Written problem =>
Copy out the records below, replacing each "ingests" with "receives" and leaving all else unchanged. Omit the pictures from your copy.

Input for this task =>
* * * *
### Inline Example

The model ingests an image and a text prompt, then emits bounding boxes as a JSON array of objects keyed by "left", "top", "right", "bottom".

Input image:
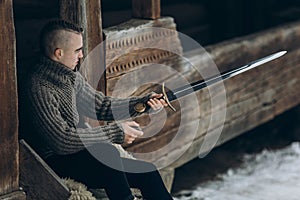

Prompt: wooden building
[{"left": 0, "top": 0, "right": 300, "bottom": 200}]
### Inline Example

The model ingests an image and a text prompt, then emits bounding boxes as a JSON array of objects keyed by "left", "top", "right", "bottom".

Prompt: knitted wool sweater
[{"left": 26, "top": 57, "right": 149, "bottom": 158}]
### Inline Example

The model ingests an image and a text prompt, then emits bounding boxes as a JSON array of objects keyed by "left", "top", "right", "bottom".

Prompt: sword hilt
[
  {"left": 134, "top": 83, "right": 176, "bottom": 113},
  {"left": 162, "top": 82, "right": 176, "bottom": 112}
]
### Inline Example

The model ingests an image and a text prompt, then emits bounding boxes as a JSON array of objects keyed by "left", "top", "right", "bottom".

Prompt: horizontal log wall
* * * *
Written solution =>
### Inline Example

The model receives an image and a text prompt, then emits bounding boxes as a JSON array of objects keyed by "left", "top", "right", "bottom".

Input image:

Prompt: wooden building
[{"left": 0, "top": 0, "right": 300, "bottom": 200}]
### Inline Example

The model receives an image and a text prompt, then emits bounding boxes as a JSON array of objects keyed by "left", "top", "right", "bottom".

Prompt: knitted wool sweater
[{"left": 26, "top": 57, "right": 149, "bottom": 158}]
### Inline Example

The model receives an image and a text prompt, then emits bounding boxes as a JSON array of objects keyed by "left", "top", "right", "bottom".

Prompt: sword hilt
[
  {"left": 134, "top": 83, "right": 176, "bottom": 113},
  {"left": 162, "top": 82, "right": 176, "bottom": 112}
]
### Inline Example

The model receives an image and a text prompt, then emits bounding boxes as a JSON array of objects keyed by "left", "top", "right", "bottom".

Prompt: horizontal log wall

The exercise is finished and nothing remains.